START

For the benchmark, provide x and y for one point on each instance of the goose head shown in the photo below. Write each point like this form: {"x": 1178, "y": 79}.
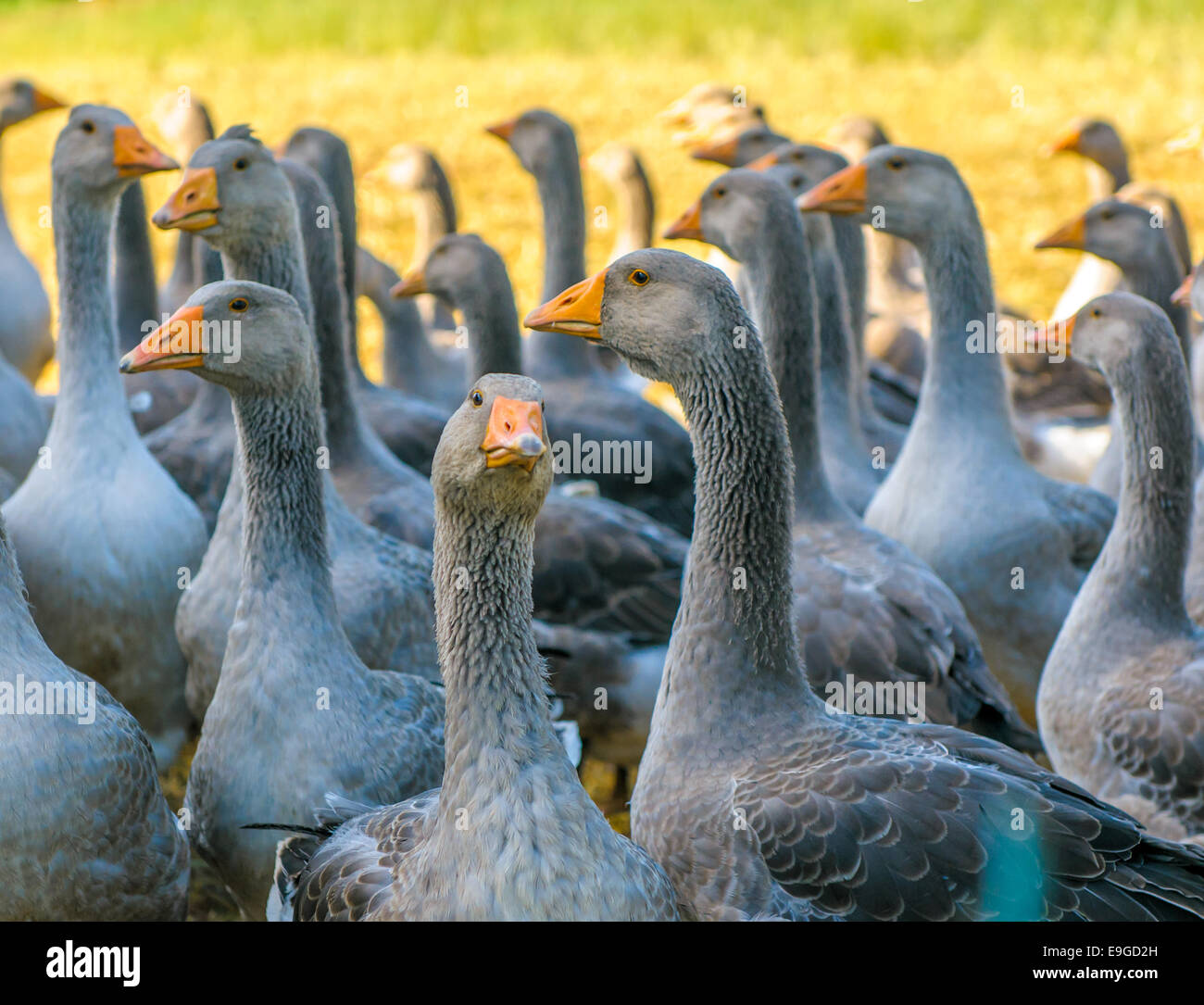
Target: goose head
{"x": 101, "y": 149}
{"x": 242, "y": 334}
{"x": 901, "y": 190}
{"x": 1116, "y": 328}
{"x": 232, "y": 192}
{"x": 20, "y": 100}
{"x": 540, "y": 139}
{"x": 663, "y": 312}
{"x": 458, "y": 266}
{"x": 1111, "y": 229}
{"x": 495, "y": 448}
{"x": 734, "y": 212}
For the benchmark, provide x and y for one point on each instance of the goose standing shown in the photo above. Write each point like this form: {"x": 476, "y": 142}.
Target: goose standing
{"x": 1121, "y": 702}
{"x": 251, "y": 213}
{"x": 758, "y": 802}
{"x": 83, "y": 824}
{"x": 103, "y": 534}
{"x": 546, "y": 148}
{"x": 1011, "y": 544}
{"x": 509, "y": 835}
{"x": 295, "y": 712}
{"x": 25, "y": 320}
{"x": 1128, "y": 237}
{"x": 863, "y": 604}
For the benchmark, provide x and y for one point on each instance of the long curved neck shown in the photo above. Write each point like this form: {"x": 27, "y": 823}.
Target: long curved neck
{"x": 493, "y": 673}
{"x": 783, "y": 286}
{"x": 136, "y": 296}
{"x": 738, "y": 571}
{"x": 564, "y": 247}
{"x": 1144, "y": 558}
{"x": 963, "y": 385}
{"x": 89, "y": 383}
{"x": 285, "y": 567}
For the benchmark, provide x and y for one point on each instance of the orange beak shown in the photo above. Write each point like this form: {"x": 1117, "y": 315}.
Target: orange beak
{"x": 841, "y": 193}
{"x": 44, "y": 103}
{"x": 1071, "y": 235}
{"x": 721, "y": 151}
{"x": 689, "y": 224}
{"x": 412, "y": 284}
{"x": 502, "y": 130}
{"x": 1183, "y": 295}
{"x": 514, "y": 434}
{"x": 577, "y": 310}
{"x": 1066, "y": 142}
{"x": 175, "y": 345}
{"x": 133, "y": 156}
{"x": 194, "y": 205}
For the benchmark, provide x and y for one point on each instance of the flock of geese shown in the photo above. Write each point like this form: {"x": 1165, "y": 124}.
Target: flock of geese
{"x": 381, "y": 603}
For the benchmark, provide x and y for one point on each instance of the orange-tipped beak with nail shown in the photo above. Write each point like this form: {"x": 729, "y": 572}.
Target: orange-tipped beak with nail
{"x": 577, "y": 310}
{"x": 502, "y": 130}
{"x": 175, "y": 345}
{"x": 1070, "y": 235}
{"x": 841, "y": 193}
{"x": 689, "y": 224}
{"x": 514, "y": 434}
{"x": 719, "y": 151}
{"x": 133, "y": 156}
{"x": 1183, "y": 295}
{"x": 412, "y": 283}
{"x": 194, "y": 205}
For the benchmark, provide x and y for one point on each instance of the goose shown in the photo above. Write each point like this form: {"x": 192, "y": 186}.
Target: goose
{"x": 103, "y": 534}
{"x": 1108, "y": 173}
{"x": 1126, "y": 235}
{"x": 416, "y": 171}
{"x": 408, "y": 426}
{"x": 380, "y": 580}
{"x": 25, "y": 321}
{"x": 621, "y": 169}
{"x": 598, "y": 565}
{"x": 863, "y": 604}
{"x": 546, "y": 148}
{"x": 1012, "y": 544}
{"x": 509, "y": 835}
{"x": 85, "y": 832}
{"x": 1121, "y": 700}
{"x": 295, "y": 712}
{"x": 409, "y": 361}
{"x": 755, "y": 799}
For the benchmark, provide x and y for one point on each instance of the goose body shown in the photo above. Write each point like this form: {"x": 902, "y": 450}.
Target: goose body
{"x": 755, "y": 799}
{"x": 103, "y": 578}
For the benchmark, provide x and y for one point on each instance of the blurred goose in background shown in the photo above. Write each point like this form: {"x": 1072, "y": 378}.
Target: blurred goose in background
{"x": 509, "y": 835}
{"x": 1121, "y": 700}
{"x": 25, "y": 338}
{"x": 83, "y": 824}
{"x": 1011, "y": 544}
{"x": 105, "y": 539}
{"x": 755, "y": 799}
{"x": 295, "y": 714}
{"x": 863, "y": 604}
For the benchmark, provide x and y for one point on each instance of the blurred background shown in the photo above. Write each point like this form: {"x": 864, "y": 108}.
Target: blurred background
{"x": 984, "y": 82}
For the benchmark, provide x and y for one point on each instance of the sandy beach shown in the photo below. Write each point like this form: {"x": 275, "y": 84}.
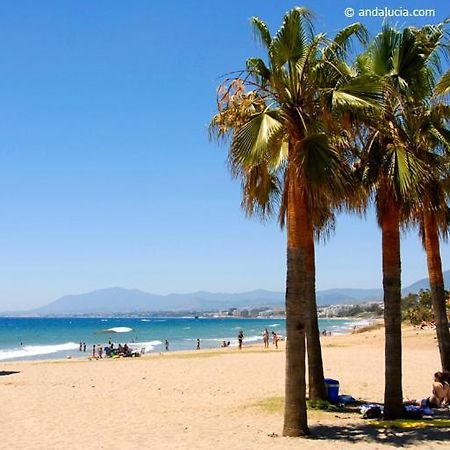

END

# [TASK TO COMPLETE]
Copy out the listing above line for line, word for word, leaving out the pictures.

# [RESULT OF THE TASK]
For the benchmark, provide x and y for one point on each instance of the goose head shown in the photo below. Write each point like this form: {"x": 1178, "y": 79}.
Target: goose head
{"x": 101, "y": 149}
{"x": 242, "y": 334}
{"x": 901, "y": 190}
{"x": 1116, "y": 328}
{"x": 232, "y": 192}
{"x": 20, "y": 100}
{"x": 540, "y": 139}
{"x": 663, "y": 312}
{"x": 458, "y": 266}
{"x": 1111, "y": 229}
{"x": 495, "y": 448}
{"x": 734, "y": 212}
For the benchmark, provide x and y for one point on each instance of the goose standing shown in the photo above. Write each point like this form: {"x": 476, "y": 142}.
Target: goose standing
{"x": 1121, "y": 702}
{"x": 251, "y": 213}
{"x": 758, "y": 802}
{"x": 83, "y": 824}
{"x": 103, "y": 534}
{"x": 546, "y": 148}
{"x": 1011, "y": 544}
{"x": 509, "y": 835}
{"x": 295, "y": 712}
{"x": 25, "y": 320}
{"x": 1128, "y": 237}
{"x": 863, "y": 604}
For the benchmark, provide x and y for one point on each instance of the long curved neck shown in the photo above. Write each point like this form: {"x": 27, "y": 823}.
Target: long curved neck
{"x": 493, "y": 673}
{"x": 783, "y": 286}
{"x": 136, "y": 296}
{"x": 738, "y": 571}
{"x": 564, "y": 247}
{"x": 1144, "y": 558}
{"x": 963, "y": 385}
{"x": 89, "y": 383}
{"x": 285, "y": 567}
For the benchmark, provide x and y for one point on each instance of the orange beak shown in the photo above. Write each point like this form: {"x": 1117, "y": 315}.
Target: orange beak
{"x": 841, "y": 193}
{"x": 44, "y": 103}
{"x": 1071, "y": 235}
{"x": 721, "y": 151}
{"x": 689, "y": 224}
{"x": 412, "y": 284}
{"x": 502, "y": 130}
{"x": 1183, "y": 295}
{"x": 514, "y": 434}
{"x": 577, "y": 310}
{"x": 1066, "y": 142}
{"x": 175, "y": 345}
{"x": 133, "y": 156}
{"x": 194, "y": 205}
For the benchmark, provide x and y for one point on each instance of the flock of geese shown in the photo above. Write each point like this form: {"x": 1165, "y": 124}.
Target: flock of geese
{"x": 381, "y": 603}
For the benchmark, provide x and y for one point on each instance of the orange-tipped beak with nail shown in the photo above. Write each point like this form: {"x": 729, "y": 572}.
Target: orange-tipped beak with nail
{"x": 577, "y": 310}
{"x": 502, "y": 130}
{"x": 175, "y": 345}
{"x": 1070, "y": 235}
{"x": 841, "y": 193}
{"x": 689, "y": 224}
{"x": 514, "y": 434}
{"x": 719, "y": 151}
{"x": 133, "y": 156}
{"x": 1183, "y": 295}
{"x": 412, "y": 283}
{"x": 194, "y": 205}
For the benchmark, provide x and y for one point on each instance of the goose shown in the photo above. Write each point like this form: {"x": 192, "y": 186}.
Target: goose
{"x": 103, "y": 534}
{"x": 1108, "y": 173}
{"x": 1126, "y": 235}
{"x": 416, "y": 171}
{"x": 408, "y": 426}
{"x": 380, "y": 580}
{"x": 25, "y": 321}
{"x": 621, "y": 169}
{"x": 598, "y": 565}
{"x": 863, "y": 604}
{"x": 546, "y": 148}
{"x": 1012, "y": 544}
{"x": 509, "y": 835}
{"x": 85, "y": 832}
{"x": 1121, "y": 700}
{"x": 295, "y": 712}
{"x": 409, "y": 361}
{"x": 755, "y": 799}
For the benchmark, provide x and y for one point on each instance of the goose body shown in the photo above. Write each point like this form: {"x": 902, "y": 450}.
Target: goose body
{"x": 755, "y": 799}
{"x": 103, "y": 578}
For the benchmark, provide x and y for one point on each instance of the blurred goose in background shown in the photo above. Write each point like this form: {"x": 1072, "y": 378}.
Target: blurred goose in background
{"x": 509, "y": 835}
{"x": 1121, "y": 700}
{"x": 25, "y": 338}
{"x": 83, "y": 824}
{"x": 1011, "y": 544}
{"x": 105, "y": 539}
{"x": 755, "y": 799}
{"x": 295, "y": 714}
{"x": 863, "y": 604}
For the benchmark, provide x and y for one point on each instance of the blurred background shown in the photo above. Write each point like this form: {"x": 864, "y": 108}.
Target: blurred background
{"x": 984, "y": 82}
For the benchmark, provide x and y for one point on each instance of the sandy beach shown in the photo below. Write each point like this form: {"x": 275, "y": 84}.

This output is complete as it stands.